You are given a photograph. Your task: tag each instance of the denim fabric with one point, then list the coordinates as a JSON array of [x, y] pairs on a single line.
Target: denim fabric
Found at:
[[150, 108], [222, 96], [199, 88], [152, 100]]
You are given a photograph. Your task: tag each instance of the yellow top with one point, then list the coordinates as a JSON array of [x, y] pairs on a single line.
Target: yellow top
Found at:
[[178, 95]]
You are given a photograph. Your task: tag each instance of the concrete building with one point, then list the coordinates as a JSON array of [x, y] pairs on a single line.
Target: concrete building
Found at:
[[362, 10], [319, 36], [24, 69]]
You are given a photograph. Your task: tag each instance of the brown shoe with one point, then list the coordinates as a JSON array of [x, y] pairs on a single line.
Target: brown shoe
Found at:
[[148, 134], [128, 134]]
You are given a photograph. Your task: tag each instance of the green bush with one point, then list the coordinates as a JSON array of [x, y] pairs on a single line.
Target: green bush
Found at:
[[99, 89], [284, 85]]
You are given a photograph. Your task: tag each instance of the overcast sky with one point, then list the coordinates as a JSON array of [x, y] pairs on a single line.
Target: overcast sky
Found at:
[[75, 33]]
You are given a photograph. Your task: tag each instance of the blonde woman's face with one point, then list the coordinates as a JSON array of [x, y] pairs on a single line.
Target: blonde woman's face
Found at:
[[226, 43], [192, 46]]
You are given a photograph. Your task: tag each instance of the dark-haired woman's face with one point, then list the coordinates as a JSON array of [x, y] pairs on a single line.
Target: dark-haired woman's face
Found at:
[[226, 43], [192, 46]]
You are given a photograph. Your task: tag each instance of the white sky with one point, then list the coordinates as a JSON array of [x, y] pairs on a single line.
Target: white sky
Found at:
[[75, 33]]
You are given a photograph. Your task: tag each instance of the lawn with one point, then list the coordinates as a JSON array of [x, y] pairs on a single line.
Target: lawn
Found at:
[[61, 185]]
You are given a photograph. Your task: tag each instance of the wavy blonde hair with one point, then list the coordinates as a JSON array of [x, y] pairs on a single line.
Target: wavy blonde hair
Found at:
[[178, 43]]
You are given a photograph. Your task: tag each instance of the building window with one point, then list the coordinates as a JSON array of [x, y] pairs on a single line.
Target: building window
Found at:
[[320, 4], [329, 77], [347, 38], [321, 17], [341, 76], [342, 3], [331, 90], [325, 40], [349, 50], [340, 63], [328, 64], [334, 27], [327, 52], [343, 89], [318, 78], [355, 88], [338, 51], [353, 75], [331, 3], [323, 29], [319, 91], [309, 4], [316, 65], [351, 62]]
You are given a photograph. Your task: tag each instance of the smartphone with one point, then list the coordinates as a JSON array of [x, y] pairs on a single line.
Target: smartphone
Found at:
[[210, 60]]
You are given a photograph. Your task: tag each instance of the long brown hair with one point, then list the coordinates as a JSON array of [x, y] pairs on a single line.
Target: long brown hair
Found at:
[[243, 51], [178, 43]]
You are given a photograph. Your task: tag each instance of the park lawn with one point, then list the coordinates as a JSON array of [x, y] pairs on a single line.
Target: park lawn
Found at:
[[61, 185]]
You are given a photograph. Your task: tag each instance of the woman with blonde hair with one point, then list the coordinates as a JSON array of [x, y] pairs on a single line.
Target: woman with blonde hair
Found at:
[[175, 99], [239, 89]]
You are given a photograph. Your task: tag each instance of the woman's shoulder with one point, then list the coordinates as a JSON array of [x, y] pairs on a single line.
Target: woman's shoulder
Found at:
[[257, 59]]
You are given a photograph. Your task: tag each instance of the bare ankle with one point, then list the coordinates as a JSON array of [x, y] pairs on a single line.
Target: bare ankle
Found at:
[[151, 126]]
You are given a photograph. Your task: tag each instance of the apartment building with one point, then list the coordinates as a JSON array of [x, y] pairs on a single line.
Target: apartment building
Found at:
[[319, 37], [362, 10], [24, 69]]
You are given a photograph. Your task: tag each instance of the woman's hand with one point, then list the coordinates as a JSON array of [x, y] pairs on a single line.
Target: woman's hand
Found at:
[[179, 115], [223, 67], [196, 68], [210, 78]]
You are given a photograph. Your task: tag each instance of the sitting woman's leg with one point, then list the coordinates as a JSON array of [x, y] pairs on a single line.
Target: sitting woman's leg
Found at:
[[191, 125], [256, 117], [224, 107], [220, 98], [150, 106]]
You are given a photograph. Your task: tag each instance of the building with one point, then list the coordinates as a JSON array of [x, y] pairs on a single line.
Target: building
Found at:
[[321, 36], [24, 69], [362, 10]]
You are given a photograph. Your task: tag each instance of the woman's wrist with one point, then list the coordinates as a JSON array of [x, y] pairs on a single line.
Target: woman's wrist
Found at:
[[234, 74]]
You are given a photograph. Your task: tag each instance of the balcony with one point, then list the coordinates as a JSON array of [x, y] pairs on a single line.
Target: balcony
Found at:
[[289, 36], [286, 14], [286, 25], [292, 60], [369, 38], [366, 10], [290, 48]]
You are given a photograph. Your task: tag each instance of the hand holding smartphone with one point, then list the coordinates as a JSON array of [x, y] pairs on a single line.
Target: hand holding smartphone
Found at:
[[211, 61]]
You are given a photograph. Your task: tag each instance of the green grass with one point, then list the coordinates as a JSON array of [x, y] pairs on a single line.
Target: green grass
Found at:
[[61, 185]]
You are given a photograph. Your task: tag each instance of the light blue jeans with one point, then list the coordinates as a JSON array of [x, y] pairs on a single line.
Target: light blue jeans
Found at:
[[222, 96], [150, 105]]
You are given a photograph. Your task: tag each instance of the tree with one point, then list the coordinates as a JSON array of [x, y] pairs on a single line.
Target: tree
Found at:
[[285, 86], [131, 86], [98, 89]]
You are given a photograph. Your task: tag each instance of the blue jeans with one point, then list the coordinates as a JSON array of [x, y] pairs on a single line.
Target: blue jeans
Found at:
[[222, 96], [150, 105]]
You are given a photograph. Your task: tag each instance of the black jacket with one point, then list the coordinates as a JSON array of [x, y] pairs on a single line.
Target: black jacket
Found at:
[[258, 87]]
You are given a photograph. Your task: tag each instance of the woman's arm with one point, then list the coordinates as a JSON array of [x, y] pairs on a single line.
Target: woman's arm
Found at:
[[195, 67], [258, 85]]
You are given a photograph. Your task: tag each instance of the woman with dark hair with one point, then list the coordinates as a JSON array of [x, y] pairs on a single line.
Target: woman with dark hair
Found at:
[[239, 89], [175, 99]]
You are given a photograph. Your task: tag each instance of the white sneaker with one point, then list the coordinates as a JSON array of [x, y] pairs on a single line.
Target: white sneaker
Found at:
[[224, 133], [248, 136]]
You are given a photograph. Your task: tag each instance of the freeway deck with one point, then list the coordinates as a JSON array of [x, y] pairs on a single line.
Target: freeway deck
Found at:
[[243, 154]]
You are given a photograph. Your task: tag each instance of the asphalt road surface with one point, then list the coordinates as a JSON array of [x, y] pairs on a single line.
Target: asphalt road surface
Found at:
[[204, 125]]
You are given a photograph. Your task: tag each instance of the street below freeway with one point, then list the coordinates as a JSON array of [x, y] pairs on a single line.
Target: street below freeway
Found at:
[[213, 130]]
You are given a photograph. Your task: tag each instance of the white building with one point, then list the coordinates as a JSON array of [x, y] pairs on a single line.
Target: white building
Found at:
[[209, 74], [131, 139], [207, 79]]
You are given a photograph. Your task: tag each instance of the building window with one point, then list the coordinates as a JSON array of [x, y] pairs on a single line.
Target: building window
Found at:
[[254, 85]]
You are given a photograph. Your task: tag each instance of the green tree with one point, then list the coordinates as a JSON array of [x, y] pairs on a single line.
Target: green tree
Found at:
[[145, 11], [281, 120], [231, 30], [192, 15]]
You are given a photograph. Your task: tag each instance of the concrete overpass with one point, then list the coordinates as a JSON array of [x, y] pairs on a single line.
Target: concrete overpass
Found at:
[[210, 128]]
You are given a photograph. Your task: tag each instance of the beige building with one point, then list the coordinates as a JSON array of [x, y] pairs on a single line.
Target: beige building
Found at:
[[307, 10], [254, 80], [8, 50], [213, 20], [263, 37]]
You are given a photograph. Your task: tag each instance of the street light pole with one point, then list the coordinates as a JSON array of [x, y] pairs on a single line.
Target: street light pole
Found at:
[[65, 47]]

■ **WHAT THIS TASK INVOLVES**:
Lines containing the word "black": copy every one of them from the records above.

■ **ANSWER SECTION**:
You are given a photograph. Your task: tag each instance of the black jacket with one point, then list the coordinates as a JSON array of [x, y] pairs on a single line.
Target: black jacket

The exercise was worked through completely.